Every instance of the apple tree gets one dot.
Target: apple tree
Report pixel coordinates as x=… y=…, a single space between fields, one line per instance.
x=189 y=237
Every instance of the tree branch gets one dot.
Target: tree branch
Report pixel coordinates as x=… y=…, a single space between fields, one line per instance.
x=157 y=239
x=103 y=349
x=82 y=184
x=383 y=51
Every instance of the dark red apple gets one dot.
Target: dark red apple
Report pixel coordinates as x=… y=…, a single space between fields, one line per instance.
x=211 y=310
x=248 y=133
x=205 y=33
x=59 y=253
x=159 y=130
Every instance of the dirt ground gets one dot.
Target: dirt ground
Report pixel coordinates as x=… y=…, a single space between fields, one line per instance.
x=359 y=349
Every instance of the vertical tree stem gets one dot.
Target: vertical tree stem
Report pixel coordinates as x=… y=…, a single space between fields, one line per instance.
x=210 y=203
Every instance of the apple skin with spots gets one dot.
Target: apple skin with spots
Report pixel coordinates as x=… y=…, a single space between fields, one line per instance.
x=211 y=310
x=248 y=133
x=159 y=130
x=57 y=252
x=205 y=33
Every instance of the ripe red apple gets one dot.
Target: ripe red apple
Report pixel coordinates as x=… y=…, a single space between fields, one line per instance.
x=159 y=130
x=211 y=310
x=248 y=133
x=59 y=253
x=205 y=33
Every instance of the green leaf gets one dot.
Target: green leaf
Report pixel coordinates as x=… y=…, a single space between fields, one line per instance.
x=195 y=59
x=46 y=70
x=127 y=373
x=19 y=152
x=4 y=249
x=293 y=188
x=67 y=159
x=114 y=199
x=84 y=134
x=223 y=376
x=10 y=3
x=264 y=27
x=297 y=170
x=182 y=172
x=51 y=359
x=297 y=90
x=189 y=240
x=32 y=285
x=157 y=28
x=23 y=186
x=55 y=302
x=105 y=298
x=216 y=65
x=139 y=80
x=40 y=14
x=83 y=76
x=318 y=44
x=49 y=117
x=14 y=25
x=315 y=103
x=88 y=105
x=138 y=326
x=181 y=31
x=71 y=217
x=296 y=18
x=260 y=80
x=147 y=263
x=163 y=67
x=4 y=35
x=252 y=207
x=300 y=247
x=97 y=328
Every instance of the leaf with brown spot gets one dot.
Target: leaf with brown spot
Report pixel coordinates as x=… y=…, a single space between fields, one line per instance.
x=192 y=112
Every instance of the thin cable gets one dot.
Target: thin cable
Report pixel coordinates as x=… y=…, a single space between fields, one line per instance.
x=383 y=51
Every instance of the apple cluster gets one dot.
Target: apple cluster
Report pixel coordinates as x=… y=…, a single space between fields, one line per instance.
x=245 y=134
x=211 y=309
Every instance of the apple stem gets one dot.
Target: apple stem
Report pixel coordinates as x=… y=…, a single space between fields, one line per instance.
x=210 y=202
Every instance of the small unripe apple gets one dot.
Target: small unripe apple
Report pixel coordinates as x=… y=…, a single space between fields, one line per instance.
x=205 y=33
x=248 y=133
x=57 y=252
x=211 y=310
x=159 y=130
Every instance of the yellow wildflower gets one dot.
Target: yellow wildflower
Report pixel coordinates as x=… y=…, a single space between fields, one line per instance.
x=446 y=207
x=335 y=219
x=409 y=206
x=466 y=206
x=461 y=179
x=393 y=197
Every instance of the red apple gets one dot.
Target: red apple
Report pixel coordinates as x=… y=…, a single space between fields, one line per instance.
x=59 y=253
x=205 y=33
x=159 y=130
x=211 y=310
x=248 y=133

= = = = = = =

*WHAT IS EXPECTED*
Copy the part of the data above that opens with the line containing "Every instance of the thin" and closes with the line containing "x=393 y=197", word for word, both lines included.

*COMPLETE OUTPUT*
Every instance of the thin cable gets one dot.
Target: thin cable
Report pixel coordinates as x=… y=…, a single space between fields, one line per instance.
x=383 y=51
Every instance of the apple cluster gets one dot.
Target: apple cluster
Report pixel coordinates as x=… y=…, a single space between fields, one line per instance.
x=245 y=134
x=211 y=309
Every instance of the apple stem gets one dot.
Target: apple stem
Report pixel coordinates as x=… y=…, a single space between fields, one line per instance.
x=210 y=202
Every instance of the small unripe apple gets one dot.
Target: small unripe apple
Report pixel coordinates as x=… y=…, a single space between fields, one line per instance.
x=205 y=33
x=248 y=133
x=57 y=252
x=211 y=310
x=159 y=130
Every instance of the yellow wildflower gets one dot.
Target: yellow wildflower
Report pixel coordinates as x=… y=…, a single space between fields, one line per instance.
x=446 y=207
x=335 y=219
x=409 y=206
x=466 y=206
x=461 y=179
x=393 y=197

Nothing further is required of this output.